Your objective:
Pick out every line of the entries below that contains the word "segment", and copy each of those lines. Case counts.

Material to process:
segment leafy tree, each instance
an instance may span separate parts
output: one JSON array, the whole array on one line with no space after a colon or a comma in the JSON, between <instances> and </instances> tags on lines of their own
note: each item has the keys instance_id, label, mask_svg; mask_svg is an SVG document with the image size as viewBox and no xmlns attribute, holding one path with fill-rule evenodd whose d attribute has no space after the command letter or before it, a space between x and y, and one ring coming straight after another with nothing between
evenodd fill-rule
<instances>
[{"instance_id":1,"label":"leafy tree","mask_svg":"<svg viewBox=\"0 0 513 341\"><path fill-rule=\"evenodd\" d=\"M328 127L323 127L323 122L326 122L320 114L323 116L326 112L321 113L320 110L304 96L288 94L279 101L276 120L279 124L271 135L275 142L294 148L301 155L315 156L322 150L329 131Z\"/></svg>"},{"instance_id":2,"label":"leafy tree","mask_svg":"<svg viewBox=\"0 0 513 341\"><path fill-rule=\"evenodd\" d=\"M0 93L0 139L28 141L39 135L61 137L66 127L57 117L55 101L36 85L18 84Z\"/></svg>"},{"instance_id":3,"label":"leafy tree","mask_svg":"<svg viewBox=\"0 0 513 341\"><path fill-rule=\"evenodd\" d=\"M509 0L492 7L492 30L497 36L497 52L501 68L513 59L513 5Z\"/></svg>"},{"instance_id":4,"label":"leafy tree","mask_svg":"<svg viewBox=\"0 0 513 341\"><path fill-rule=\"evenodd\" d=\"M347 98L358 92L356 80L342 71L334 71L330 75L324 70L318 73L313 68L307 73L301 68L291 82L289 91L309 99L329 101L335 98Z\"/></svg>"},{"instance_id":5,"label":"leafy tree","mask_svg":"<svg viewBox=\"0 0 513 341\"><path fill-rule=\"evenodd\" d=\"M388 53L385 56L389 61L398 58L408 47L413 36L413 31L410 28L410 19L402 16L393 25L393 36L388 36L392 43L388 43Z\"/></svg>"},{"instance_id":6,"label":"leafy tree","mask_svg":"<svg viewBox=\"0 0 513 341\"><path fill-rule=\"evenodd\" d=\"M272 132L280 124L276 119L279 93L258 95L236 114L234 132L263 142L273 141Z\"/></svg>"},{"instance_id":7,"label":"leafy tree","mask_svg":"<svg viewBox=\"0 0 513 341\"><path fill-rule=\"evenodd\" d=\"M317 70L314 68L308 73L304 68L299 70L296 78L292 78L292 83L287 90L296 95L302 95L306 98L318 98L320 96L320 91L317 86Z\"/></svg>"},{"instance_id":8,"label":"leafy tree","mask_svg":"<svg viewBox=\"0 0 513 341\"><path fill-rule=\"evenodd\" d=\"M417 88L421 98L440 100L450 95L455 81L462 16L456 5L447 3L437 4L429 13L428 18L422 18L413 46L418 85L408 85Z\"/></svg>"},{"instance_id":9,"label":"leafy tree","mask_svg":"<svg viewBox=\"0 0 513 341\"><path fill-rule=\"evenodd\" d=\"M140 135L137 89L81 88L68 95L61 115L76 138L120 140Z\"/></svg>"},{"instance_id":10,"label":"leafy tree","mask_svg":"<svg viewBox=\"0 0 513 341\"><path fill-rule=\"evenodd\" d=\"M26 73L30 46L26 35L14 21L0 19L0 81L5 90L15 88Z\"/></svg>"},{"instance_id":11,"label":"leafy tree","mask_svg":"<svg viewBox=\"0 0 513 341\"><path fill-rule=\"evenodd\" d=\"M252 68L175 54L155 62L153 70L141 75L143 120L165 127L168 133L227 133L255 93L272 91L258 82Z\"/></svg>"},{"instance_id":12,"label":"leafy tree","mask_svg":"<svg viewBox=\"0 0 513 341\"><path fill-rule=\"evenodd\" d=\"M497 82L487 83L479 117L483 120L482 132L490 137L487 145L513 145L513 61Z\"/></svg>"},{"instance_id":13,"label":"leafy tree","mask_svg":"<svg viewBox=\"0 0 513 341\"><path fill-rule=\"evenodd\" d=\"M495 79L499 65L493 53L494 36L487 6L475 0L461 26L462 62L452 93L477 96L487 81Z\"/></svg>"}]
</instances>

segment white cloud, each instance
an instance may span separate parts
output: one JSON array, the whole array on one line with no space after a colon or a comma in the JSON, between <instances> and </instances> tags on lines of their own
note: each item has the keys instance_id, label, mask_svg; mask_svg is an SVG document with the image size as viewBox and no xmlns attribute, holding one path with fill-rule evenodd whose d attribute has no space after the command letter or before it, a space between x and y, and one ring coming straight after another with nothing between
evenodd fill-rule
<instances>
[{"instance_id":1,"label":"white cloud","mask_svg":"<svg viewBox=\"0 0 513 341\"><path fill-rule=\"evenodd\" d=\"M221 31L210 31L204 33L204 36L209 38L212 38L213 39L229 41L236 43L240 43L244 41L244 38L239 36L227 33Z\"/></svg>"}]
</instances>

Correct response:
segment leafy tree, each instance
segment white cloud, each instance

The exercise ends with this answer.